■ **EXERCISE BRIEF**: Swap "Surveillance review" for "Security footage check" throughout the material below and give it back otherwise unchanged, leaving out the pictures.

■ **Detection annotation records**:
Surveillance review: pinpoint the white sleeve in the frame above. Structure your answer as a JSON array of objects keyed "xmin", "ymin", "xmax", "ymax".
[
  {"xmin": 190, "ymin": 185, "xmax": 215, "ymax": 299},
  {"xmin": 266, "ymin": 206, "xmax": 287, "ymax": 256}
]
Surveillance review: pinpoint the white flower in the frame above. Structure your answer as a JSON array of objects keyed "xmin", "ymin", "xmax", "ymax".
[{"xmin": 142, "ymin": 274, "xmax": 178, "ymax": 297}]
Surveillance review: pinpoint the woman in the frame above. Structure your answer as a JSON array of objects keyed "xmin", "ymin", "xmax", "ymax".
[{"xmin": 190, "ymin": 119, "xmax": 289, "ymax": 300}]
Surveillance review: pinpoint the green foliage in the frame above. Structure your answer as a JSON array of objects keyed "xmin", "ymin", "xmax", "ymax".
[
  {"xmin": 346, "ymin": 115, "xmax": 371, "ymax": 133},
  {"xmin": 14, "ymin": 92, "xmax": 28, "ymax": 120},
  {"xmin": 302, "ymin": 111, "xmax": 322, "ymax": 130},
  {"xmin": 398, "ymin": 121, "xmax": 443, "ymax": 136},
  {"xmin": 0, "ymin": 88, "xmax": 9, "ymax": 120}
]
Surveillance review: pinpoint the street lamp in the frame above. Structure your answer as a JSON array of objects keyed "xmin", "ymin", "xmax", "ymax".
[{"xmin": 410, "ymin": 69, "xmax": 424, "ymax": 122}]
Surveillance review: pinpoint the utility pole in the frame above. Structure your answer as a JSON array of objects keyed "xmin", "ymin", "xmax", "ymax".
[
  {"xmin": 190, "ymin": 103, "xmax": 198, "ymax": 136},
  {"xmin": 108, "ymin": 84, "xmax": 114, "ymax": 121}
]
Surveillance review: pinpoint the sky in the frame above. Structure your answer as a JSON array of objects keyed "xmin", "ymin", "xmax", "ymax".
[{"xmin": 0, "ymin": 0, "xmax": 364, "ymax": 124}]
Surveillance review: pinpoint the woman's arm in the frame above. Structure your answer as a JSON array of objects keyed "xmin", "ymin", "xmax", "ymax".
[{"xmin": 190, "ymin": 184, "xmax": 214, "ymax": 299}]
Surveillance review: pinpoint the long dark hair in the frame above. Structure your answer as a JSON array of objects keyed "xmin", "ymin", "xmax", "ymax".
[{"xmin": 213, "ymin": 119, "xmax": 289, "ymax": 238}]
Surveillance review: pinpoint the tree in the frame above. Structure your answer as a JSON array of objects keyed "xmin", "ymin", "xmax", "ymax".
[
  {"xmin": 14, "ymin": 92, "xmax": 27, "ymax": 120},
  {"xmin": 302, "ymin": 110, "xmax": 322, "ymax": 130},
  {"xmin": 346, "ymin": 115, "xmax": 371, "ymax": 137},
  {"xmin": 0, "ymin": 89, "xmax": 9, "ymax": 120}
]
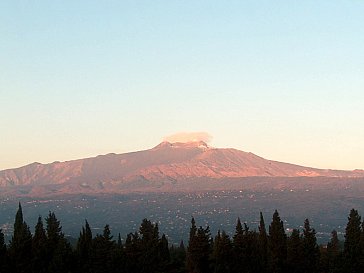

■ **WRITTEN SOLUTION**:
Security footage check: pinpoint the white sleeve in the frame above. Structure your answer as a JSON array of objects keyed "xmin", "ymin", "xmax", "ymax".
[
  {"xmin": 190, "ymin": 185, "xmax": 215, "ymax": 299},
  {"xmin": 266, "ymin": 206, "xmax": 287, "ymax": 256}
]
Security footage check: pinpoint the white flower in the frame above. Structure your answer as a JSON array of objects keyed "xmin", "ymin", "xmax", "ymax".
[{"xmin": 142, "ymin": 274, "xmax": 178, "ymax": 297}]
Security footage check: pinpoint the woman in the frame above. Structure your answer as a JSON array of objects keyed "xmin", "ymin", "xmax", "ymax".
[{"xmin": 190, "ymin": 119, "xmax": 289, "ymax": 300}]
Security footage check: pinpoint the green foliage in the frame above. Structure your answer as a JSON array of objects keyed "xmin", "ymin", "xmax", "ymax".
[
  {"xmin": 346, "ymin": 115, "xmax": 371, "ymax": 133},
  {"xmin": 14, "ymin": 92, "xmax": 28, "ymax": 120},
  {"xmin": 302, "ymin": 111, "xmax": 322, "ymax": 130},
  {"xmin": 398, "ymin": 121, "xmax": 443, "ymax": 136},
  {"xmin": 0, "ymin": 88, "xmax": 9, "ymax": 120}
]
Security footage check: pinpoint the street lamp in the frame above. Structure your answer as a JSON array of objects keyed "xmin", "ymin", "xmax", "ymax".
[{"xmin": 410, "ymin": 69, "xmax": 424, "ymax": 122}]
Security footage check: pinpoint the utility pole in the frame above. Structure your answer as a JSON array of objects keyed "xmin", "ymin", "xmax", "ymax".
[
  {"xmin": 190, "ymin": 103, "xmax": 198, "ymax": 136},
  {"xmin": 108, "ymin": 84, "xmax": 114, "ymax": 121}
]
Security footage check: pinpoint the sky in the frame above. Structure your answer as a JSON array of objects keyed "xmin", "ymin", "xmax", "ymax".
[{"xmin": 0, "ymin": 0, "xmax": 364, "ymax": 124}]
Security footage check: pinpoint the woman's arm in the frame above. Structure your answer as a JSON array of objects keyed "xmin", "ymin", "xmax", "ymax".
[{"xmin": 190, "ymin": 184, "xmax": 214, "ymax": 299}]
Security footage check: pinpoint the long dark hair in the frame above. Structure your answer as a JSON array of objects keyed "xmin", "ymin", "xmax", "ymax".
[{"xmin": 213, "ymin": 119, "xmax": 289, "ymax": 238}]
Security footage check: pinpoint the tree in the frame above. Structure your answer as a JSON array of objects keyed "xmin", "ymin", "xmax", "ymax".
[
  {"xmin": 14, "ymin": 92, "xmax": 27, "ymax": 120},
  {"xmin": 302, "ymin": 110, "xmax": 322, "ymax": 130},
  {"xmin": 346, "ymin": 115, "xmax": 371, "ymax": 137},
  {"xmin": 0, "ymin": 89, "xmax": 9, "ymax": 120}
]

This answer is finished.